→ **YOUR TASK**:
Answer these questions from the book review:
1. How many essays does the collection contain?
2. Which sub-national executive is the focus of one essay?
3. What three aspects of executive power was each author asked to address?

→ **SOURCE TEXT**:

↓↓↓

Vol. 16 No.8 (August, 2006) pp.612-616

 

THE EXECUTIVE AND PUBLIC LAW: POWER AND ACCOUNTABILITY IN COMPARATIVE PERSPECTIVE, by Paul Craig and Adam Tomkins (eds). New York and Oxford: Oxford University Press, 2006. 384pp. Hardback. £50.00/$95.00.  ISBN: 0199285594.

 

Reviewed by David Dehnel, Department of Political Science, Augustana College (IL). Email: podehnel [at] augustana.edu.

 

THE EXECUTIVE AND PUBLIC LAW, edited by Paul Craig and Adam Tomkins, is a collection of eleven essays by legal scholars on executive power as viewed from the perspective of public law.  Nine of the essays are nation studies, written by law faculty from the respective countries, including Britain, USA, three British Commonwealth nations (Australia, Canada and New Zealand) and four western European nations (France, Germany, Italy and Spain).  One essay focuses on a sub-national executive (Scotland) and the final essay addresses executive authority in the European Union. The book is a rich source of information about particular aspects of executive power, though the points of emphasis are different from most American treatments of the subject.  Perhaps the greatest strength of the volume is the way it develops the connections between administrative policy making and the public law of executive power.

 

Unlike many collections, the individual articles are consistent in structure and analysis, remarkably so considering the international scope of the volume.  As Craig and Tomkins explain in their introduction, each author was asked to address “three sets of questions concerning, respectively, the definition, delimitation and accountability of executive power” (p.3).  In most of the essays the first two questions are treated together.  The authors avoided the temptation to write thematic or specialized essays and instead produced general overviews of these questions for each country.  All of the authors consider political factors when analyzing the scope and accountability of executive power, but the discussion of politics serves mainly as a context for the legal analysis which is the main emphasis of the volume.  The essays analyze written constitutions, constitutional conventions, statutory law, case law, and, where appropriate, the law of the European Union. That is not to say that the authors are legal determinists.  Legal concepts and structures are depicted as contested and pragmatically flexible, and one is left wondering (as usual) just how much the law matters.  As the editors note in the introduction, “Both executive functions and institutions have undergone considerable change in recent years and constitutional law has often labored to keep up” (p.5).

↑↑↑

→ **LISTED ENTRIES**:
↓↓↓

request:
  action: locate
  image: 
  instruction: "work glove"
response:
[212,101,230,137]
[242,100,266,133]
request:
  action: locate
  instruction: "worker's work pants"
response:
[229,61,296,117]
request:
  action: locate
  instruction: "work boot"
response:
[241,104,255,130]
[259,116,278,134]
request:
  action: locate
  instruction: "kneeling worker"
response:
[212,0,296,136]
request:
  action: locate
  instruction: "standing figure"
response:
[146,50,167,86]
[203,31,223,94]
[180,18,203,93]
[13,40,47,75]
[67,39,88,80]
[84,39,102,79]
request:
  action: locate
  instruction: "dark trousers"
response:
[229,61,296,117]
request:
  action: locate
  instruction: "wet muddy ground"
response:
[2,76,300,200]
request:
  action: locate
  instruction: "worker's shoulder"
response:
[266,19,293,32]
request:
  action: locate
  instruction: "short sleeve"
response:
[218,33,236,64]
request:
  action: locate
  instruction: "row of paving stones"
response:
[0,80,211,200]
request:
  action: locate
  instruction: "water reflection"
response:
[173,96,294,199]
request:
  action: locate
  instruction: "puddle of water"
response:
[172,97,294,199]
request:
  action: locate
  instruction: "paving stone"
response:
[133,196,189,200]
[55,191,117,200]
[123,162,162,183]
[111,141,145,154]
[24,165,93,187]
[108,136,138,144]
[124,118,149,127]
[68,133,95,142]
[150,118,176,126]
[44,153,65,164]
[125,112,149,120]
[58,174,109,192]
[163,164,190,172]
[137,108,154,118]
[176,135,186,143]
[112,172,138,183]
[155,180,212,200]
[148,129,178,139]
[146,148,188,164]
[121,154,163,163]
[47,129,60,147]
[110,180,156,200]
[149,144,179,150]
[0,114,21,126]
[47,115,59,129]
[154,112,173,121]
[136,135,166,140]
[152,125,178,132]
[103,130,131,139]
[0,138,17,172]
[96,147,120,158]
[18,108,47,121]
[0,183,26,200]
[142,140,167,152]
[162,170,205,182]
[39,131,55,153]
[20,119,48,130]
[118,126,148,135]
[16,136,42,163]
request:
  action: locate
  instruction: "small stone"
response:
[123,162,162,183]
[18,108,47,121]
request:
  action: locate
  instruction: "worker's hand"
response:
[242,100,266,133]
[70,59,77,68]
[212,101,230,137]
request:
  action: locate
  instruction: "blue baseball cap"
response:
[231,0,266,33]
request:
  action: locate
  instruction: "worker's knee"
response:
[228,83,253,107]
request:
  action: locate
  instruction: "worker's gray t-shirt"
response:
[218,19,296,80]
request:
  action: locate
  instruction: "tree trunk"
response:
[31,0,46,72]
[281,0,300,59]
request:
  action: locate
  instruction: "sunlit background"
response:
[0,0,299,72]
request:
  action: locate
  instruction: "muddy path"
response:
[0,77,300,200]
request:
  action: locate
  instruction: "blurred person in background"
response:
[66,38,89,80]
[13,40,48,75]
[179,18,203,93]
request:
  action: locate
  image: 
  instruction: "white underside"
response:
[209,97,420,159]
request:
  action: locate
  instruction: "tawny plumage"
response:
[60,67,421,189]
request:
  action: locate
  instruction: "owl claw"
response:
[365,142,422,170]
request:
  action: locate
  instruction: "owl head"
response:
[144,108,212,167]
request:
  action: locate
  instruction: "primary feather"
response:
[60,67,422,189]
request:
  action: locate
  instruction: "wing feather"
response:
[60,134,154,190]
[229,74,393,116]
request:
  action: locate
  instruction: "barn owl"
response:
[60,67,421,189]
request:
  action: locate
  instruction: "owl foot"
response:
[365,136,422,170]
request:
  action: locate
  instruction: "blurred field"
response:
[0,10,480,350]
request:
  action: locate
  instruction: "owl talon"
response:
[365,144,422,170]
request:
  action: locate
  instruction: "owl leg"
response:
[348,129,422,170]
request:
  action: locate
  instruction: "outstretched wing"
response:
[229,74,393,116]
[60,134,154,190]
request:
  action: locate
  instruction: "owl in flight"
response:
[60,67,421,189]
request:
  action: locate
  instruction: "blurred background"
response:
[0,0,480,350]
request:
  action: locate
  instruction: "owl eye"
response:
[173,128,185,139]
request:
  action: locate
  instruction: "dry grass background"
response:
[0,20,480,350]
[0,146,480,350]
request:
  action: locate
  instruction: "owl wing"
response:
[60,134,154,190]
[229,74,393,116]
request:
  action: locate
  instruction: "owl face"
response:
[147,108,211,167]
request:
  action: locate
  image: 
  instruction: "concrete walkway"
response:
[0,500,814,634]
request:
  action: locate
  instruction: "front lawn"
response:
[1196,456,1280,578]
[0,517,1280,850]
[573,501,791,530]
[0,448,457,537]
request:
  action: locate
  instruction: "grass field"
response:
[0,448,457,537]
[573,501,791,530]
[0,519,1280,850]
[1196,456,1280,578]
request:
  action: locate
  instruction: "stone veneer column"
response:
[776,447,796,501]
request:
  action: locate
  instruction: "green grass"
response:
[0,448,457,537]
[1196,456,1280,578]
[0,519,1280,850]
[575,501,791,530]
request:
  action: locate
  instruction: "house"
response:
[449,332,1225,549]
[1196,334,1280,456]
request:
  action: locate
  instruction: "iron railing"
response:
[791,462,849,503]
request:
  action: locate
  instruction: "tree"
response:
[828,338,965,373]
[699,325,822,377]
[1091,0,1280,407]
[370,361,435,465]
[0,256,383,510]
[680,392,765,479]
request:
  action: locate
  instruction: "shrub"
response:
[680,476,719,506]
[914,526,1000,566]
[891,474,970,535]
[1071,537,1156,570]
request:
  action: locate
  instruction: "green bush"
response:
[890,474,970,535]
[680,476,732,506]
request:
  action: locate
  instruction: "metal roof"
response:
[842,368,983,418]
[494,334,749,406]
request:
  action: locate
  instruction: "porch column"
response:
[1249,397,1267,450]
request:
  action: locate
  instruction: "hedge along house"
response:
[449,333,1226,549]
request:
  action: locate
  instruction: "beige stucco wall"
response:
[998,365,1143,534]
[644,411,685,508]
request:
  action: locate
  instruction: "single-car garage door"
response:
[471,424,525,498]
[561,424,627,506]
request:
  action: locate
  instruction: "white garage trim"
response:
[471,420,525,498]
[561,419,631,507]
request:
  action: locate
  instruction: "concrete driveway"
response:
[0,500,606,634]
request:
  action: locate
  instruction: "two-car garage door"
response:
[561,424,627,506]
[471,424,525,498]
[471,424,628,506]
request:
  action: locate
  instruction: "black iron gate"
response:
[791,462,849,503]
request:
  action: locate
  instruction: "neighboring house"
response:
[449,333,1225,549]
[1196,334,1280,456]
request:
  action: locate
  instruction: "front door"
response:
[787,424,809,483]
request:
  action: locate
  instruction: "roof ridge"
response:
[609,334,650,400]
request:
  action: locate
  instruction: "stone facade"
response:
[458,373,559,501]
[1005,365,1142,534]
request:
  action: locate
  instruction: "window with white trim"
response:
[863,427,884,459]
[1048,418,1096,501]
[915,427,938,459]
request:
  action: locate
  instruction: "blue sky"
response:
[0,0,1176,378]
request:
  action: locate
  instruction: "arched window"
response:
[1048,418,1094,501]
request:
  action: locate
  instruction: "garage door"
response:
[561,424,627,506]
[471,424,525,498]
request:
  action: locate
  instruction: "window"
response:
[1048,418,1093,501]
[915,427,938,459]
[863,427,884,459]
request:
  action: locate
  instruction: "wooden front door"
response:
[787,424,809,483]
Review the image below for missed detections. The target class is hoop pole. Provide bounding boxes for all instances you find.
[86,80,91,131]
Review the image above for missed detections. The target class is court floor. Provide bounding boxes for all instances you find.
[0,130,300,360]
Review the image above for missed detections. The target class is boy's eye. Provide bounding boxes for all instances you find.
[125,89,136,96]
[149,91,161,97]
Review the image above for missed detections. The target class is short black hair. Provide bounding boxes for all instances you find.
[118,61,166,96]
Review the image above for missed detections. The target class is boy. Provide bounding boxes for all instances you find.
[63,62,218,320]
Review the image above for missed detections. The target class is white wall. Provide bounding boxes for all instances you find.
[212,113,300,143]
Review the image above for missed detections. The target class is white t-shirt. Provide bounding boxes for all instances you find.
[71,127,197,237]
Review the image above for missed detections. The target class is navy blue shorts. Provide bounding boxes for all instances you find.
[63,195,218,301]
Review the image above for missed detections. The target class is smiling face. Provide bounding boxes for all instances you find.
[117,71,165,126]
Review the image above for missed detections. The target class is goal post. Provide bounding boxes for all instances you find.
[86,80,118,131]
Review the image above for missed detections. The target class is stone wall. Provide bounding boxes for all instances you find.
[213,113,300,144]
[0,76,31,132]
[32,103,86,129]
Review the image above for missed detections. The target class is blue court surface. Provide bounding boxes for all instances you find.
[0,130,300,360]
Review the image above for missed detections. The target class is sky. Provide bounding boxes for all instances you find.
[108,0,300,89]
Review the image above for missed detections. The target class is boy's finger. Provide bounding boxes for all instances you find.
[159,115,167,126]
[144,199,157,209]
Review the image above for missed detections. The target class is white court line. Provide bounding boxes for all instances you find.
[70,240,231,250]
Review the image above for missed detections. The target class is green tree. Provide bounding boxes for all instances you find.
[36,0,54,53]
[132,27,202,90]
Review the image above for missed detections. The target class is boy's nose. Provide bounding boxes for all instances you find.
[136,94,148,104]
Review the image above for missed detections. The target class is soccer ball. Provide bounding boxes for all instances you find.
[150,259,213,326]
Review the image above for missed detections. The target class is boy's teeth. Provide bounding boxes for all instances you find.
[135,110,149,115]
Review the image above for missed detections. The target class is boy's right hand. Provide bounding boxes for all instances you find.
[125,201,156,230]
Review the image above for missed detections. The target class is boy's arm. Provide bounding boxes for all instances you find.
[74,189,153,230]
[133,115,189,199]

↑↑↑

→ **EXPECTED OUTPUT**:
1. Eleven.
2. Scotland.
3. The definition, delimitation and accountability of executive power.